-- Begin RECORDS --

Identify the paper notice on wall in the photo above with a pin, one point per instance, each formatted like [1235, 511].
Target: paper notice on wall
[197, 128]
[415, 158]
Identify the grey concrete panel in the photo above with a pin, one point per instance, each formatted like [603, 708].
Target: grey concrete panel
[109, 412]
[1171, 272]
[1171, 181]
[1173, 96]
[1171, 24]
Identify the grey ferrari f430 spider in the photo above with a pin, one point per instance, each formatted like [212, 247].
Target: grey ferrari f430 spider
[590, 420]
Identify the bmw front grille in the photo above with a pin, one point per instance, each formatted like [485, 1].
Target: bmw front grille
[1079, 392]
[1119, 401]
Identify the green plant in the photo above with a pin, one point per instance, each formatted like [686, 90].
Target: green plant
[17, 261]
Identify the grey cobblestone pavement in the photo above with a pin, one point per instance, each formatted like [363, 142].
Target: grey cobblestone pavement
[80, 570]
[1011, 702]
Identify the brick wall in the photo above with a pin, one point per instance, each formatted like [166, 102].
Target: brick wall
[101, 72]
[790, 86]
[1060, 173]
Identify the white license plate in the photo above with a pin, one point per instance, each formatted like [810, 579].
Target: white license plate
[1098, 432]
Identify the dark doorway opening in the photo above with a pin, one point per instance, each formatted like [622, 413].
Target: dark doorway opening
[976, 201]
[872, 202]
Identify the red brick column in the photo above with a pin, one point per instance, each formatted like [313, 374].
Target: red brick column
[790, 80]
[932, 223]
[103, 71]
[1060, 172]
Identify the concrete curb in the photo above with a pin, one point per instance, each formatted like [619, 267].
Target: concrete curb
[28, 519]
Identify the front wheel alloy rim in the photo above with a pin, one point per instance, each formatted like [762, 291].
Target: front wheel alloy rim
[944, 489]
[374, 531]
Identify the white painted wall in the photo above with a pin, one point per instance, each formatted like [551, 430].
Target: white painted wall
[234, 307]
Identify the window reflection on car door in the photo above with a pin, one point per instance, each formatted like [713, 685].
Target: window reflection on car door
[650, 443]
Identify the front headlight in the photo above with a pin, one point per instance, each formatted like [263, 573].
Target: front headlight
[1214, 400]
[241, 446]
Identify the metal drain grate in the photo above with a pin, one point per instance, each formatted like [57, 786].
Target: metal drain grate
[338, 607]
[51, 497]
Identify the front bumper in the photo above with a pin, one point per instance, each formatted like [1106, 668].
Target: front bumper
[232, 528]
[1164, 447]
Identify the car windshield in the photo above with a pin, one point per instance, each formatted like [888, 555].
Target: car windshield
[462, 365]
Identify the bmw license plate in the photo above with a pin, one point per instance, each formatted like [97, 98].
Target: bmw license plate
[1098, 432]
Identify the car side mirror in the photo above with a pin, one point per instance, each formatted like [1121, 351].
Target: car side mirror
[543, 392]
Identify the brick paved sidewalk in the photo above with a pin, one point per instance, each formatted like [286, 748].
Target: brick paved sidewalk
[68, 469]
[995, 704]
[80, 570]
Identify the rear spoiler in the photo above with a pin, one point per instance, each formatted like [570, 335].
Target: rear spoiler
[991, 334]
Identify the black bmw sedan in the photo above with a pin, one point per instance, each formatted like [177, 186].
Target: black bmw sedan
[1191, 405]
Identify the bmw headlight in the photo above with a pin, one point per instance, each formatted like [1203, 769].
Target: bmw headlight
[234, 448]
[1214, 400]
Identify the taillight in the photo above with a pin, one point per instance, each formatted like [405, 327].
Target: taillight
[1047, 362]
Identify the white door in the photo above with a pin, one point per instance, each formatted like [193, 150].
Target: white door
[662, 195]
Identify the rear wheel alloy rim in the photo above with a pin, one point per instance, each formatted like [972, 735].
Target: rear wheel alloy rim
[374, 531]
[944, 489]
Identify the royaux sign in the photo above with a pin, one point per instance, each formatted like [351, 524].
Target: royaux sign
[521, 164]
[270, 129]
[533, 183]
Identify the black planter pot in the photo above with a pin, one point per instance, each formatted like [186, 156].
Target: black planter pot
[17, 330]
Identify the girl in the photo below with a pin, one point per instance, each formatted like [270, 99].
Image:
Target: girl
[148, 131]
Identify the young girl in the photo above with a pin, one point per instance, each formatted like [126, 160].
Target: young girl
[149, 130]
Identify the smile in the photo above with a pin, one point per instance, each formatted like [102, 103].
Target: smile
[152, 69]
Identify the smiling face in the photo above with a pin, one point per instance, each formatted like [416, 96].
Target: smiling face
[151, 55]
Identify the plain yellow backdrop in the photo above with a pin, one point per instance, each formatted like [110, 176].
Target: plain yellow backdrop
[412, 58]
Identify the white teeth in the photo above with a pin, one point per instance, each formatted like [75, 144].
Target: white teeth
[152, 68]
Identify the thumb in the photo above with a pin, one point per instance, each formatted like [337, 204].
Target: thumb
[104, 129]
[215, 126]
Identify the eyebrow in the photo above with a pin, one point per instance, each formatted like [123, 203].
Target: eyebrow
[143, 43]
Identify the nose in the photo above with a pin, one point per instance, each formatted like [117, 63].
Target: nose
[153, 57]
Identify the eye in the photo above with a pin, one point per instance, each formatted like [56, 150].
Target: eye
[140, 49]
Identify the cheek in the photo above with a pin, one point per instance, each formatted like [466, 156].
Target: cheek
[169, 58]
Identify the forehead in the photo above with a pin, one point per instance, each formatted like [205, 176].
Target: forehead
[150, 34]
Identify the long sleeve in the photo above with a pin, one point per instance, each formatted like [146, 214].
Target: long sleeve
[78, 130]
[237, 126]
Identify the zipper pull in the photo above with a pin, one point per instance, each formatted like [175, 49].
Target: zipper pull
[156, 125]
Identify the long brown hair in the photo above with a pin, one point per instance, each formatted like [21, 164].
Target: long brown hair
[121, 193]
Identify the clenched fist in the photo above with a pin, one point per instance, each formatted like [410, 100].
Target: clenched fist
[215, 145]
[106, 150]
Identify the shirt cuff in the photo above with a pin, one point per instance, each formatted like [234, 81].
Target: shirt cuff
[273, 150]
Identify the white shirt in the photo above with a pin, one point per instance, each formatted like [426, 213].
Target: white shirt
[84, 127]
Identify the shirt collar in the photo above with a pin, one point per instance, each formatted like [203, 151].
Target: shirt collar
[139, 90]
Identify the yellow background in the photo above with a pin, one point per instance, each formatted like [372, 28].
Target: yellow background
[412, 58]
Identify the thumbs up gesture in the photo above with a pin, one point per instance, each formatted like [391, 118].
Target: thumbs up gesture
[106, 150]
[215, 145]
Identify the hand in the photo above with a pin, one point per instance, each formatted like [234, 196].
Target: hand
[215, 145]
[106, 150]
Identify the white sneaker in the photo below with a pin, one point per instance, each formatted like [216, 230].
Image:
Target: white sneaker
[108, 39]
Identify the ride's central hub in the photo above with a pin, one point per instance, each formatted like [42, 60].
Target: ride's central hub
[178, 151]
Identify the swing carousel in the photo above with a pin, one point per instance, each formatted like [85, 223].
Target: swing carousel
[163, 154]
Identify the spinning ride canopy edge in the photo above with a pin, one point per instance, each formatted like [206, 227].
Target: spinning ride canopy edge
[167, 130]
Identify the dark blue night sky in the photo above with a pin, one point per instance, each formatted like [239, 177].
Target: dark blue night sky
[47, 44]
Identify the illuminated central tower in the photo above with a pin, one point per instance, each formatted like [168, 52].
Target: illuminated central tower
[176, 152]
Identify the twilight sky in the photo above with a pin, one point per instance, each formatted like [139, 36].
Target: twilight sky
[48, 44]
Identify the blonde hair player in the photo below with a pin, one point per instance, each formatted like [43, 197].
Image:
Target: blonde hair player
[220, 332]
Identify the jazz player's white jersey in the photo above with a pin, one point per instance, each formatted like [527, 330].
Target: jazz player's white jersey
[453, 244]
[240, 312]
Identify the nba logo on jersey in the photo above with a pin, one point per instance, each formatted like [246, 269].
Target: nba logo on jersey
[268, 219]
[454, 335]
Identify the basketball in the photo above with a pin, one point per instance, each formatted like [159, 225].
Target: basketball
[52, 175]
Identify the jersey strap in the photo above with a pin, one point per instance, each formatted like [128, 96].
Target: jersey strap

-- End RECORDS --

» **SET PROBLEM**
Format the lines above as a Markdown table with the columns "Row" and "Line", starting with the line that contains "Identify the bmw front" and going on through the line that contains "[1060, 173]", both included. Number each line in the Row column and omit any blank lines.

» **SOLUTION TO THE EXERCISE**
| Row | Line |
|---|---|
| 1 | Identify the bmw front grille in the photo above with a pin, one point per instance, each formatted like [485, 1]. |
| 2 | Target: bmw front grille |
| 3 | [1079, 392] |
| 4 | [1119, 401] |
| 5 | Identify the green plant in the photo above with a pin, one point per instance, each formatted like [686, 90]. |
| 6 | Target: green plant |
| 7 | [17, 261] |
| 8 | Identify the grey cobblestone pavement in the photo above with a pin, one point per instance, each formatted like [363, 142]. |
| 9 | Target: grey cobblestone pavement |
| 10 | [80, 570] |
| 11 | [1011, 702] |
| 12 | Identify the brick wall in the photo above with a pin, one point per instance, each formatted like [166, 102]. |
| 13 | Target: brick wall |
| 14 | [101, 72] |
| 15 | [790, 86] |
| 16 | [1060, 173] |